** Start **

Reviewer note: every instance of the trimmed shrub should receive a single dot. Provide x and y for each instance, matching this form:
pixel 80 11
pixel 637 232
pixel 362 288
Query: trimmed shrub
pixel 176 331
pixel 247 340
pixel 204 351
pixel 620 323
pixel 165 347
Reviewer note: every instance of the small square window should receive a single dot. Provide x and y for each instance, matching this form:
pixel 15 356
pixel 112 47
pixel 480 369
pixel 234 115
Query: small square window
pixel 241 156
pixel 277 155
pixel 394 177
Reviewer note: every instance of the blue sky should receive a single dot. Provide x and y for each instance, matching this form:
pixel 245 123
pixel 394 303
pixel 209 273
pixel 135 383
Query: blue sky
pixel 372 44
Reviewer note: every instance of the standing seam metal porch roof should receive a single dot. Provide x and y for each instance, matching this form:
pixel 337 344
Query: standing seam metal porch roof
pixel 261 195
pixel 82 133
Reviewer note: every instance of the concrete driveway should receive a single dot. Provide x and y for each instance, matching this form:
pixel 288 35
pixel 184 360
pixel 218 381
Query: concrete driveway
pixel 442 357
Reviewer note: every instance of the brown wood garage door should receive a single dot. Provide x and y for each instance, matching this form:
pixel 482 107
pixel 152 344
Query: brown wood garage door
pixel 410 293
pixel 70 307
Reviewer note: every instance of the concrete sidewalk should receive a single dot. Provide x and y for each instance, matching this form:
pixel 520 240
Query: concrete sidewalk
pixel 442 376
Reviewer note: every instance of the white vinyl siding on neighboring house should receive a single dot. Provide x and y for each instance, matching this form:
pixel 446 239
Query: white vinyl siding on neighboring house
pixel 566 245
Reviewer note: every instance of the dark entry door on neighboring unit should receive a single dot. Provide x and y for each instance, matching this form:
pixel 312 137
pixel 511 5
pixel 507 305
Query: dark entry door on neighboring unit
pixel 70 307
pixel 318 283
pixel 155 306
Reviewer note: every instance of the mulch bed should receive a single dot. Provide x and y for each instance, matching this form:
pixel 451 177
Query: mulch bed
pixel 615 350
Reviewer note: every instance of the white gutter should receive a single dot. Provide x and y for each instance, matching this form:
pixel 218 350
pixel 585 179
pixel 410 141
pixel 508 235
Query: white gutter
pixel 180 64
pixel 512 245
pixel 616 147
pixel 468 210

** End **

- [Directions for this task] Reproduce every one of the items above verbatim, keeping each line unchanged and in its original order.

- [Reply to the task]
Reviewer note: every instance of the trimmed shrub should receive a single dot. Provide x and y for each instance, matching this form:
pixel 80 11
pixel 637 232
pixel 362 288
Query: trimmed shrub
pixel 176 331
pixel 247 340
pixel 204 351
pixel 620 323
pixel 165 347
Reviewer note: every instance of the small square window should receive a single dot. Provide x and y for each instance, matching this form:
pixel 15 356
pixel 112 47
pixel 480 369
pixel 234 115
Query: small square window
pixel 241 156
pixel 277 155
pixel 394 177
Reviewer note: every instance of the blue sky should receive a single dot. Provide x and y for each instance, matching this form:
pixel 245 123
pixel 394 303
pixel 209 273
pixel 135 383
Query: blue sky
pixel 372 44
Reviewer note: every instance of the standing seam metal porch roof should receive a single dot. Provide x and y for each instance, matching this form:
pixel 337 344
Query: standing seam metal porch roof
pixel 261 195
pixel 82 133
Reviewer note: every instance of the concrete driveway should receive a single dot. Provide x and y for each instance, matching this form:
pixel 288 35
pixel 184 360
pixel 218 381
Query: concrete driveway
pixel 442 357
Reviewer note: every instance of the brown wood garage door should receive a single dot. Provide x and y for each instance, matching this form:
pixel 482 107
pixel 152 344
Query: brown wood garage door
pixel 410 293
pixel 70 307
Reviewer note: every instance of the concrete sidewalk should receive a single dot. Provide x and y for each instance, matching this form:
pixel 520 240
Query: concrete sidewalk
pixel 442 376
Reviewer note: every instance of the white vinyl siding on neighboring house should receive a single dot. Provide x and y for each instance, matching this form:
pixel 446 239
Query: white vinyl siding on neighboring house
pixel 566 245
Reviewer note: every instance of the dark entry door on neighboring unit should receive a single dot. Provide x and y for each instance, matching this form:
pixel 312 137
pixel 511 5
pixel 507 305
Query: dark entry door on neighboring unit
pixel 70 307
pixel 318 283
pixel 155 306
Reviewer note: every instance of the mulch bed should receive a single dot. Provide x and y for each instance, matching this form:
pixel 451 177
Query: mulch bed
pixel 615 350
Reviewer note: every instance of the white gutter should receive a single dot. Provide x and y for each instance, matching this form:
pixel 218 350
pixel 585 179
pixel 410 141
pixel 508 235
Query: white gutter
pixel 180 64
pixel 512 245
pixel 616 147
pixel 468 210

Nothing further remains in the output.